[Start of GIVEN INFORMATION]
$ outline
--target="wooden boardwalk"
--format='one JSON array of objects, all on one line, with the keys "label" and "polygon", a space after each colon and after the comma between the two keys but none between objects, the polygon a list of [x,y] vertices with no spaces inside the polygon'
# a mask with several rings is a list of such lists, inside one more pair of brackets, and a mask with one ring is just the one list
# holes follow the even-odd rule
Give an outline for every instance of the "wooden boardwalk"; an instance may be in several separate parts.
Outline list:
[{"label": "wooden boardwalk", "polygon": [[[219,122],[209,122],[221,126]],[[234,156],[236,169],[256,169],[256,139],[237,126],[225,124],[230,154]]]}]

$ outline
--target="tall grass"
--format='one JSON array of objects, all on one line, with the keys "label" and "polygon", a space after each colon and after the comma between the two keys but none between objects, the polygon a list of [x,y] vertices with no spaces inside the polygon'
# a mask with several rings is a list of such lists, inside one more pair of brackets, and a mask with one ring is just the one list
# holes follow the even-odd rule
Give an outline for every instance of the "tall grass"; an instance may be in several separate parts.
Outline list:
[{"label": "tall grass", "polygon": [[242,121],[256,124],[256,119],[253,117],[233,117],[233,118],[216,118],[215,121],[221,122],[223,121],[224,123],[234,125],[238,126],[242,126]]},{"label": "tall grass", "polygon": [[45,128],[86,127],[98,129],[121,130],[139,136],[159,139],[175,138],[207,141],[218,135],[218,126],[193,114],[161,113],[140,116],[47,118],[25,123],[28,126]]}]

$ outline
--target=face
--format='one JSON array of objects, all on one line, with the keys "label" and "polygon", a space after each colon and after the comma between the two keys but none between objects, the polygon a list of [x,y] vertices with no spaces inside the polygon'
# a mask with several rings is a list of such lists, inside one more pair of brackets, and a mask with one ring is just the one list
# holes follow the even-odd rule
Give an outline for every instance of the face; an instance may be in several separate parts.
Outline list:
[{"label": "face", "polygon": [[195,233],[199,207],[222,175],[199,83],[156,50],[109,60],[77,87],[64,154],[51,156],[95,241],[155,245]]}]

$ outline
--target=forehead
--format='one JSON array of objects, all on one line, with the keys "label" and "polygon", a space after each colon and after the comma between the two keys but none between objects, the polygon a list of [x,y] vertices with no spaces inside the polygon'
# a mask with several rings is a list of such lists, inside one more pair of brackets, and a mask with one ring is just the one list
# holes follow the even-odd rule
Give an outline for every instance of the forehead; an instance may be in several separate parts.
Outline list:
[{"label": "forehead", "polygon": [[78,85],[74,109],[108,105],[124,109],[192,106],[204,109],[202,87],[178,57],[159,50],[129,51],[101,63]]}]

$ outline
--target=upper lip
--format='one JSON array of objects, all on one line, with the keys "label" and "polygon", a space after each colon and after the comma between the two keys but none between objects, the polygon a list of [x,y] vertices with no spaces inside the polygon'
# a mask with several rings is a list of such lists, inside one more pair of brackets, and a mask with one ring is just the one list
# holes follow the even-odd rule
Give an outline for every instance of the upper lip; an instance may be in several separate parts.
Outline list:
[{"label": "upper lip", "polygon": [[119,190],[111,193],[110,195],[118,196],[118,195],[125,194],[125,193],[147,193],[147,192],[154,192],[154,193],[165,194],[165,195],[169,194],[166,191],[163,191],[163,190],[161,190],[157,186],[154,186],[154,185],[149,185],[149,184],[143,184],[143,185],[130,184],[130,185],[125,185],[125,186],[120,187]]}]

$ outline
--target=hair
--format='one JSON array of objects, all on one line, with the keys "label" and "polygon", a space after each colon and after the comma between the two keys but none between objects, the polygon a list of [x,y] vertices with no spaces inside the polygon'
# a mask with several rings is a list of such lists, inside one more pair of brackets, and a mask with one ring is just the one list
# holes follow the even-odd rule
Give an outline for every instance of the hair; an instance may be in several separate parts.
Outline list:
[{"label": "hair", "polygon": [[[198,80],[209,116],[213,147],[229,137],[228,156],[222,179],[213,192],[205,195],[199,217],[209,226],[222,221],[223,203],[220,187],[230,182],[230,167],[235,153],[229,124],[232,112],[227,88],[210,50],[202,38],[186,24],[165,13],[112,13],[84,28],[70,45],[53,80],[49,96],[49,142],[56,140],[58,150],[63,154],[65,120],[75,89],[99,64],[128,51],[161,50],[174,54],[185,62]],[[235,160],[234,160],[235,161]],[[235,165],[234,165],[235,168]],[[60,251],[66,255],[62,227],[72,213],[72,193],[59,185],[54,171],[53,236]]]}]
[End of GIVEN INFORMATION]
:: WORK INSTRUCTIONS ::
Locate each line above that contains the word "parts", and copy every such line in full.

:: EXERCISE SOLUTION ::
Give an outline for every instance of the "wooden boardwalk"; an instance may be in several separate parts.
Give an outline for every instance of the "tall grass"; an instance may be in several separate parts.
Give an outline for every instance of the face; an instance may be in several separate parts.
Give an outline for every instance of the forehead; an instance may be in several separate parts.
Give an outline for every instance of the upper lip; an instance may be in several separate parts.
Give an outline for every instance of the hair; an instance may be in several separate parts.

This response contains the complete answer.